— EXERCISE REQUIREMENTS —
#1 Answer these questions from the PubMatcher page:
(a) Which two gnomAD versions does PubMatcher use for constraint metrics?
(b) Which frontend technologies does PubMatcher use?
(c) In local development, which command starts the server?
#2 Extend the PubMatcher page by writing the next part after its last line, "Option 2: Docker Deployment (Recommended)".

— SOURCE TEXT —

###

PubMatcher

A web application to support genomic data interpretation through simplified bibliographic research

Table of Contents

About
Technical Stack
Installation
Configuration
Data Sources
Gene Recognition
API
Project Structure
Development
Deployment
License
Citation
Authors
Acknowledgments

📖 About

PubMatcher is an automated genomic research tool that integrates biological databases and APIs to facilitate genetic interpretation. It enables batch analysis of gene lists, combining automated PubMed searches with curated databases to help geneticists identify relevant disease genes, especially those not yet fully documented in OMIM.

Key Features

🔬 Batch Gene Analysis - Analyze multiple genes simultaneously
📚 Automated PubMed Search - Real-time literature queries with phenotype matching
🗃️ Multi-Database Aggregation - ClinVar, gnomAD, PanelApp, IMPC, UniProt in one view
📊 Constraint Metrics - gnomAD v2.1 and v4 with automatic comparison
🐭 Mouse Phenotypes - IMPC knockout data visualization
📄 PDF Export - Generate comprehensive reports
👤 User Accounts - Save search history

🛠️ Technical Stack

Component	Technology
Backend	Node.js 18.x, Express.js 4.17
Frontend	Vue.js 3.5, Tailwind CSS
Database	PostgreSQL 14+
Containerization	Docker, Docker Compose

📦 Installation

Prerequisites

Node.js 18.x or higher
PostgreSQL 14 or higher
npm 9.x or higher

Option 1: Local Development

1. Clone the repository

git clone https://github.com/victormar1/PubMatcher.git

cd pubmatcher

2. Install dependencies

npm install

3. Configure environment

cp .env.example .env

Edit .env with your configuration

4. Initialize database

psql -U postgres -f database/schema.sql

5. Build frontend

npm run build

6. Start the server

node app.js

The application will be available at http://localhost:3000

Option 2: Docker Deployment (Recommended)

###

— RECORDS PROVIDED —
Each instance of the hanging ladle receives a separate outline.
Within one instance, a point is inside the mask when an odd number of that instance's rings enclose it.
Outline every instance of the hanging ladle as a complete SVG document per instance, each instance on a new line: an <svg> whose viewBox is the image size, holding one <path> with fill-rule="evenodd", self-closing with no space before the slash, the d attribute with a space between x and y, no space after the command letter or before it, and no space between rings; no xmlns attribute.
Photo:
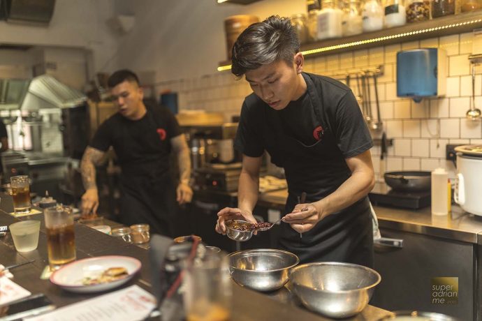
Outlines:
<svg viewBox="0 0 482 321"><path fill-rule="evenodd" d="M475 107L475 64L472 64L472 104L467 112L467 118L470 120L479 120L481 117L481 110Z"/></svg>

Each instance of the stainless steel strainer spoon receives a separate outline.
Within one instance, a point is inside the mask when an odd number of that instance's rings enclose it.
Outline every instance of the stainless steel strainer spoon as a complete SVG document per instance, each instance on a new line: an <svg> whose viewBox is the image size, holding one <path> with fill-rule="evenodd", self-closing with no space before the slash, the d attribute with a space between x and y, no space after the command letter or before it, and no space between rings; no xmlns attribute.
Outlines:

###

— ANSWERS FOR THIS EXERCISE —
#1
(a) gnomAD v2.1 and v4
(b) Vue.js 3.5 and Tailwind CSS
(c) node app.js

#2
1. Clone the repository

git clone https://github.com/victormar1/PubMatcher.git

cd pubmatcher

2. Configure environment

cp .env.example .env

Edit .env with your configuration (at minimum, change DB_PASSWORD and SECRET_KEY)

3. Start with Docker Compose (includes PostgreSQL)

docker-compose -f docker/docker-compose.yml up -d

4. Check logs

docker-compose -f docker/docker-compose.yml logs -f app

The application will be available at http://localhost:3000

⚙️ Configuration

Copy .env.example to .env and configure the following variables:

Variable	Description	Default
`PORT`	Server port	`3000`
`NODE_ENV`	Environment (development/production)	`development`
`DB_HOST`	PostgreSQL host	`localhost`
`DB_PORT`	PostgreSQL port	`5432`
`DB_NAME`	Database name	`pubmatcher`
`DB_USER`	Database user	`pubmatcher`
`DB_PASSWORD`	Database password	-
`SECRET_KEY`	Secret for JWT tokens	-
`SMTP_*`	Email configuration for password reset	-

🗄️ Data Sources

PubMatcher integrates data from multiple sources:

Source	Access Method	Update	Description
PubMed	Web scraping	Real-time	Scientific literature
HGNC	REST API (XML)	Real-time	Gene nomenclature validation
IMPC	SOLR API	Real-time	Mouse knockout phenotypes
PanelApp UK	REST API (JSON)	Real-time	Clinical panels (Genomics England)
PanelApp AUS	REST API (JSON)	Real-time	Clinical panels (Australian Genomics)
UniProt	REST API	Real-time	Protein function
OMIM	Via Ensembl API	Real-time	Disease associations
ClinVar	Local JSON	Periodic	Variant counts per gene
gnomAD v2.1	Local CSV	Static	Constraint metrics
gnomAD v4	Local CSV	Static	Constraint metrics
ClinGen	Local CSV	Periodic	Gene validity classifications

🧬 Gene Recognition

Gene recognition uses dictionary-based lookup with the HGNC (HUGO Gene Nomenclature Committee) nomenclature as the reference.

Method

User input is compared against a local dictionary file (genes.json) containing approximately 43,000 approved gene symbols and their official aliases
Matching uses exact string comparison on both symbols and aliases
Each matched gene is validated via the HGNC REST API (rest.genenames.org/fetch/symbol/{gene})
The API returns cross-references to external databases (UniProt, OMIM, Ensembl, MGI)

Alias Resolution

Aliases are resolved using HGNC official data. For example, FANCS is recognized as an alias for BRCA1 and the system returns data for the official symbol.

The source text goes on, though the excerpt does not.